Could you copy out, word for word, the part of the material below that opens with the line containing "locate sky --src below" and closes with the line containing "[358,174,746,261]", including both of those lines? Leave the pictures out of your copy.

──────── Entries provided ────────

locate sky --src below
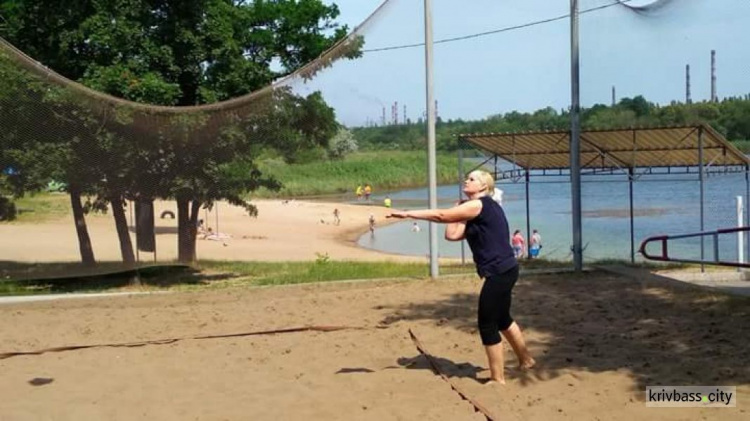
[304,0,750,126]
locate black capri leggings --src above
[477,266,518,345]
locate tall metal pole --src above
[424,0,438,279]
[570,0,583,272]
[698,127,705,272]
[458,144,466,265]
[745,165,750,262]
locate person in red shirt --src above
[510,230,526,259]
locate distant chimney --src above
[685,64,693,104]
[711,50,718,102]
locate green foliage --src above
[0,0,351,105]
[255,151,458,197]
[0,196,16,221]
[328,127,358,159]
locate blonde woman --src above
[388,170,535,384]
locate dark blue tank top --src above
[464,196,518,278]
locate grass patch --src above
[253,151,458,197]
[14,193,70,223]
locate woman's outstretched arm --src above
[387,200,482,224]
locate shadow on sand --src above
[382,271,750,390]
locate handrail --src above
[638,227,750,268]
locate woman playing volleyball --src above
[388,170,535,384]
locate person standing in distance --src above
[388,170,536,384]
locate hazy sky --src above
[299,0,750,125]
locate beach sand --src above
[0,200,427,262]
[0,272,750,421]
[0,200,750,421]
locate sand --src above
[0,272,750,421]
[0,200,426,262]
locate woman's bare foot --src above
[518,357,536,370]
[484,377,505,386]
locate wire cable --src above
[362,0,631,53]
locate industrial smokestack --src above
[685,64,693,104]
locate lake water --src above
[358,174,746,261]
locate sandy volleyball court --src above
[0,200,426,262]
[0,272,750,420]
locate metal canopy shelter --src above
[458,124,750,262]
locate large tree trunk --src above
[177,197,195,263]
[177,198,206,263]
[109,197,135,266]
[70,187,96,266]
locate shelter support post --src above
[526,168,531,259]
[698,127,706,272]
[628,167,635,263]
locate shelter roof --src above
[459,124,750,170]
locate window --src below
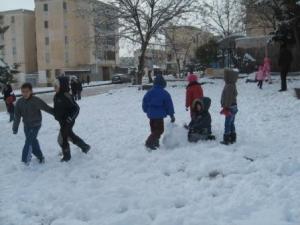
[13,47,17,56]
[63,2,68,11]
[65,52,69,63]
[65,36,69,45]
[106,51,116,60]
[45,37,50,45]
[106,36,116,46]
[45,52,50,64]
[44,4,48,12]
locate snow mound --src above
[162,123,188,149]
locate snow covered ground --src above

────────
──────── Entries provided ────────

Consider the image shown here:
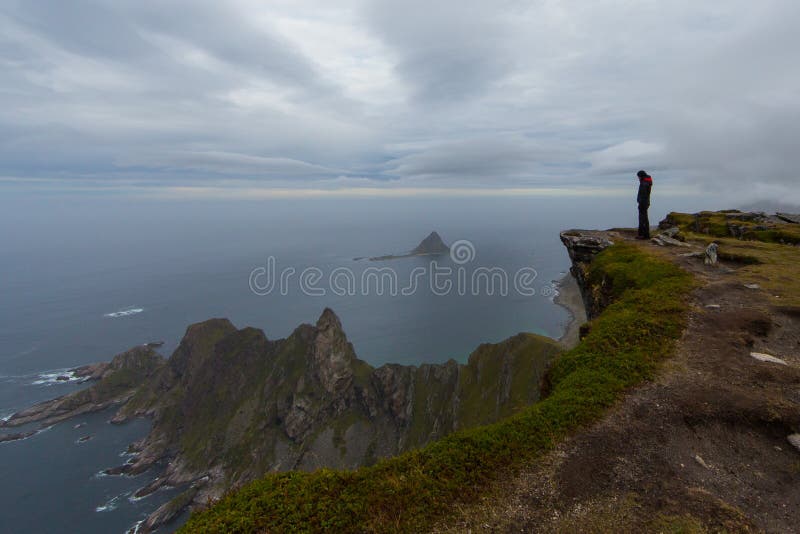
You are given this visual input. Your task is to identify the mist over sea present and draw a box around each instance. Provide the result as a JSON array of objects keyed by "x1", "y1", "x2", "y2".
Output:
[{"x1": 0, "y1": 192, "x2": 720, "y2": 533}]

────────

Written solution:
locate sky --src below
[304,0,750,126]
locate black capri leggings --src above
[477,266,518,345]
locate tall metal pole --src above
[424,0,438,279]
[570,0,583,272]
[698,127,705,272]
[458,144,466,265]
[745,165,750,262]
locate person in red shirt --src above
[510,230,526,259]
locate distant chimney --src above
[685,64,693,104]
[711,50,718,102]
locate green foliage --src above
[0,0,351,105]
[255,151,458,197]
[0,196,16,221]
[328,127,358,159]
locate blonde woman --src above
[388,170,535,384]
locate dark blue tank top --src above
[464,196,518,278]
locate grass patch --src above
[253,151,458,197]
[14,193,70,223]
locate woman's outstretched arm --src above
[387,200,482,224]
locate shadow on sand --src above
[382,271,750,390]
locate handrail --src above
[638,227,750,268]
locate woman playing volleyball --src above
[388,170,535,384]
locate person standing in distance --src above
[388,170,536,384]
locate hazy sky --src above
[299,0,750,125]
locate beach sand --src above
[0,200,427,262]
[0,272,750,421]
[0,200,750,421]
locate sand --src above
[0,272,750,421]
[0,200,426,262]
locate woman's bare foot --src above
[518,357,536,370]
[484,377,505,386]
locate wire cable --src above
[362,0,631,53]
locate industrial smokestack --src above
[685,64,693,104]
locate lake water --src above
[358,174,746,261]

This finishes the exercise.